An identical transcription of the records is required.

### Supplied records:
++++++++

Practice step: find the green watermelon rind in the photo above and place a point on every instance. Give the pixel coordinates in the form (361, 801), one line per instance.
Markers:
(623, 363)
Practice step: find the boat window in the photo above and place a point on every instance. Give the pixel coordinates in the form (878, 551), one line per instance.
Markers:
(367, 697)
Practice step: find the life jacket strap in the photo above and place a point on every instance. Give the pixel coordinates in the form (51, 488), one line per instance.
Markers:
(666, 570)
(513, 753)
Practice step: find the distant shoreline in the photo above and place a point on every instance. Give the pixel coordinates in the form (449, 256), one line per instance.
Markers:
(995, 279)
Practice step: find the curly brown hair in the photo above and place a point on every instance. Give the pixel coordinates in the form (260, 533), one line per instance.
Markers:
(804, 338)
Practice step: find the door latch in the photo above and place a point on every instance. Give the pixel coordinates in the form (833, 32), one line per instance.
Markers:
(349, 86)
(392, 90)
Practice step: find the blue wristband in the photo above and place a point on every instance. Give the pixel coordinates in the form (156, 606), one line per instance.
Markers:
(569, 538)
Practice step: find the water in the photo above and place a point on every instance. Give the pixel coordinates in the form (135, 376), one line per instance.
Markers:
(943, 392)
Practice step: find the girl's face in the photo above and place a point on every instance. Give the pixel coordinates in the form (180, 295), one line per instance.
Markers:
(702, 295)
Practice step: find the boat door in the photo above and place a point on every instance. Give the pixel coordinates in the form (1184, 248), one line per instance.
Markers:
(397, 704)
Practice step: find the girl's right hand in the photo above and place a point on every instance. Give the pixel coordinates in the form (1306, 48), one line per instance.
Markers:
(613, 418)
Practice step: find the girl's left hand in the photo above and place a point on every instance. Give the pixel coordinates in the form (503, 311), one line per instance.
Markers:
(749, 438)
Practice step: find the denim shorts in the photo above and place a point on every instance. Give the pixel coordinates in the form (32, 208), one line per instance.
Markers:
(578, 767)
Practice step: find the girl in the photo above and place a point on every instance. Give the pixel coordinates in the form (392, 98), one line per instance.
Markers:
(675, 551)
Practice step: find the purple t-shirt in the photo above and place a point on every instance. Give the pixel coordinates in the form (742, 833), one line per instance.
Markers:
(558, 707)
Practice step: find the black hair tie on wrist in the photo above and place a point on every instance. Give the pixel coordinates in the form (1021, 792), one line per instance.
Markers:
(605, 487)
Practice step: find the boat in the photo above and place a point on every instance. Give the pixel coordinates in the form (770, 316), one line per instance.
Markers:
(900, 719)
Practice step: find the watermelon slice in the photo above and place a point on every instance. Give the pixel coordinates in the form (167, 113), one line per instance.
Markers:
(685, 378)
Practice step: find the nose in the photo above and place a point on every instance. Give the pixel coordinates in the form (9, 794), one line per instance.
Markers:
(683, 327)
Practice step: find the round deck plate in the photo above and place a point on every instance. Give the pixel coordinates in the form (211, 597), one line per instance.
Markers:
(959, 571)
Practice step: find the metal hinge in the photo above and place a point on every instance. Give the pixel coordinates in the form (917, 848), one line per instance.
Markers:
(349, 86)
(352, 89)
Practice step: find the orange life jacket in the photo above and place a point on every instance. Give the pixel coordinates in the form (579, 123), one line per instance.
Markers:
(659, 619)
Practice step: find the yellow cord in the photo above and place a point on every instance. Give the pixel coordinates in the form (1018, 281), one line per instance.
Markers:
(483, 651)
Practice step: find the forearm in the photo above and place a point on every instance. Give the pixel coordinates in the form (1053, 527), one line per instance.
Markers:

++++++++

### Answer box:
Practice step: find the green watermelon rind in the photo above and place a point on every instance. Give the pixel coordinates in the form (361, 801), one line per instance.
Markers:
(623, 363)
Practice step: find the boat window in the photo above and place a point on every instance. Give the pixel coordinates in the form (878, 551), one line per instance.
Markers:
(367, 697)
Practice step: find the life jacket strap in the photo above and place a point on every instance. Give the pixel coordinates in the form (51, 488), one line per instance.
Markers:
(666, 570)
(513, 753)
Practice step: find the distant shoreline in the photo above and place a point on every instance. Give the pixel coordinates in the form (449, 256), one line per instance.
Markers:
(995, 279)
Practice step: find the curly brown hair in the photo above and place a point on every instance. Give the pixel coordinates in the form (260, 533), one line per instance.
Markers:
(804, 338)
Practice step: find the door latch in the photo above and place a point on every instance. Give the pixel coordinates in the form (833, 32), one line per instance.
Markers:
(349, 86)
(392, 90)
Practice step: find the blue wristband in the photo above and place a point on every instance. Give the pixel coordinates in the form (156, 606), one line per instance.
Markers:
(569, 538)
Practice step: find the water in the photo above and place a point on every instance. Give the pixel coordinates in the form (135, 376), one line per instance.
Markers:
(943, 392)
Practice step: find the girl's face in the photo above and place a point on every instance. Give the pixel coordinates in the form (180, 295), one line per instance.
Markers:
(702, 295)
Practice step: find the boat door in the photo above and place a point on every instance. Give the pixel coordinates in the form (1184, 248), one line per instance.
Markers:
(397, 704)
Practice step: find the girl's right hand in the photo above and place a point on every instance. Give the pixel coordinates in the form (1306, 48), one line per instance.
Markers:
(613, 418)
Practice step: find the girl's left hand in the photo above and place a point on every instance. Give the pixel coordinates in the form (503, 311), one line per instance.
Markers:
(749, 438)
Practice step: find the denim shorts in the photo above and place a point on every instance. Give the pixel coordinates in the form (32, 208), one line per instance.
Markers:
(578, 767)
Practice step: find the girl in the photo above and place a point on every instance. Give the pixel coordinates in the form (392, 98), one line per instance.
Markers:
(675, 551)
Practice step: find the purple t-shirt in the photo above and place a point on every instance. Give the pixel coordinates in the form (742, 833), one line per instance.
Markers:
(558, 707)
Practice step: find the black hair tie on wrist in the photo above and place a point on every instance. Give the pixel coordinates in the form (1021, 792), one line per instance.
Markers:
(605, 487)
Practice step: find the boat in the photo above and place a point on every instance. Give the pixel coordinates in the form (770, 316), one line per instance.
Markers:
(900, 719)
Practice step: find the watermelon slice in the photo above and place a point on every instance. Give the pixel coordinates in the form (167, 113), one line per instance.
Markers:
(685, 378)
Practice step: find the nose in the photo above and place a point on every instance. Give the pixel coordinates in the form (9, 794), one line per instance.
Markers:
(683, 327)
Practice step: find the round deck plate in the photo above and place a point on every instance. Give the pixel coordinates in the form (211, 597), one line per instance.
Markers:
(959, 571)
Practice step: find the metal hinge in the photo above and place a point on every instance. Give the pixel coordinates in the form (917, 848), one line per instance.
Markers:
(349, 86)
(352, 89)
Practice step: find the orange life jacket in the photo above and place a point on every instance. Give the pixel coordinates in the form (579, 123), one line per instance.
Markers:
(659, 619)
Practice step: find the yellow cord in the photo above and place a point on every instance. Give the pixel coordinates in the form (1018, 281), one line per instance.
Markers:
(483, 651)
Practice step: find the forearm in the photo above and place a point on every instance. Give the pixel coordinates in the form (1053, 527), one line per instance.
Markers:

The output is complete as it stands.